**Source passage**
(begin)

Wednesday, December 14, 2011

7-up cake

I saw the recipe for a 7up cake a number of times while browsing recipes over the net. The recipe always intrigued me, as the liquid content in it was 7up. 7up has a very distinct tangy taste. It also is very bubbly, and I was kind of fascinated by the use of 7up in a cake recipe.

On researching about this recipe, I found that there is not one but three different recipes that can be made with 7up. One is something like a pound cake. One uses instant pudding, and one uses coconut. I used the one that used a basic pound cake recipe.

The result was surprising. The cake was moist, slightly tangy, lemon flavored, not overly sweet. This is something I would definitely love to make (if only my family would buy me a small bottle of 7-up instead of the 1 litre one, that sits in the refrigerator and loses its tang in a couple of days). Do men in your family do that too, buy large amounts when a smaller quantity can suffice? This is a big problem in mine. I always get double the amount of any product I ask for :S.

Back to the cake, I even thought of the variations. What about a fanta cake or even a pakola one? But frankly speaking, the mere thought was revolting :O. So I am sticking to 7up for this recipe.

The glaze I used for this cake comes from The Guide to Cake Decoration by Lucienne Newman which is an amazing basic cake decoration book.



3/4 cup butter
1 1/2 cup sugar
2 1/2 eggs ( I beat one egg and use half of it, you can try using one yolk)
1 1/2 sifted cup flour
1 tsp lemon juice ( I didn't use it)
1 tsp vanilla essence
1/2 cup of 7up

1 tbsp boiling water
5 rounded tbsp finely seived icing sugar
pinch vanilla powder

Preheat the oven at 180 c/ 350F.

In a bowl, beat butter and sugar until light and creamy. Add eggs one at a time and beat again.Fold in flour with a light hand, taking care not to lose all the incorporated air. Add lemon juice, vanilla and 7up and fold them in too.

Bake for 1 hr 30 min. Cool to room temperature. When the cake is cold enough make the glaze.

(end)

**Listed entries**

(begin)

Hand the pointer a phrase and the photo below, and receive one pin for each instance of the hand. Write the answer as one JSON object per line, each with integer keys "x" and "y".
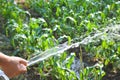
{"x": 14, "y": 66}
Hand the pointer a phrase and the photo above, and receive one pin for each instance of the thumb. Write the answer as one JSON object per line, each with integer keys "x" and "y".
{"x": 24, "y": 62}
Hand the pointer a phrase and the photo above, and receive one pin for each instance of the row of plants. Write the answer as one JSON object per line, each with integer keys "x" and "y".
{"x": 42, "y": 24}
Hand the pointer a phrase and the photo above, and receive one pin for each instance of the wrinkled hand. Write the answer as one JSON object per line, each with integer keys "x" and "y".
{"x": 14, "y": 66}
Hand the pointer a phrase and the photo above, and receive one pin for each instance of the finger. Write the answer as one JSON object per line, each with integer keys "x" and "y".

(end)

**To be done**
1 > In the 7-up cake post, what book is the glaze taken from?
2 > Reproduce the part of the 7-up cake post that opens with the words containing "The result was" and closes with "ask for :S.".
3 > Go on with the 7-up cake post from the point at which it stops.

**Answers provided**
1 > The Guide to Cake Decoration by Lucienne Newman.

2 >
The result was surprising. The cake was moist, slightly tangy, lemon flavored, not overly sweet. This is something I would definitely love to make (if only my family would buy me a small bottle of 7-up instead of the 1 litre one, that sits in the refrigerator and loses its tang in a couple of days). Do men in your family do that too, buy large amounts when a smaller quantity can suffice? This is a big problem in mine. I always get double the amount of any product I ask for :S.

3 >
For the glaze: 

Mix the water and sugar in a bowl. The consistency would be thick but beatable. Stand the bowl in a saucepan containing 1 inch of hot water and stir continuously for a couple of minutes. The icing will become thinner with heat. More sugar should be added to maintain a coating consistency (it means that glaze should coat and slowly drop of the back of the spoon). Make sure not to overheat the glaze as it can become dry and crusty. The heat can be tested by removing the bowl from water and touching the base, which should never be too hot to handle. As soon as the desired consistency is reached, pour glaze over cake and spread quickly before glaze sets.


(Pssssst, the cake tastes better the next day)

Happy baking!!!

Saturday, November 19, 2011

Apple Pie

Apples are in season. Maybe apples are always in season. I am actually bad at keeping track of what comes in which season. For someone who loves to bake, that's actually a shame. My workaround? I ask my mom what will be available in the market before planning to experiment anything. I just might be known to ask for an unavailable fruit or vegetable and getting a hopeless sigh in return.

This is a pretty busy time of the year for me. If any of you know about my other blog Periodic Reflections (ok, I haven't told you about it, but go ahead take a look), you would know that I am studying at a business school. I also am on a full time job as a lecturer at a local private university. With my MBA hourlies next week, exams to invigilate at my workplace and then paper checking, life is kind of hectic. A girl needs something to cheer her up, doesn't she?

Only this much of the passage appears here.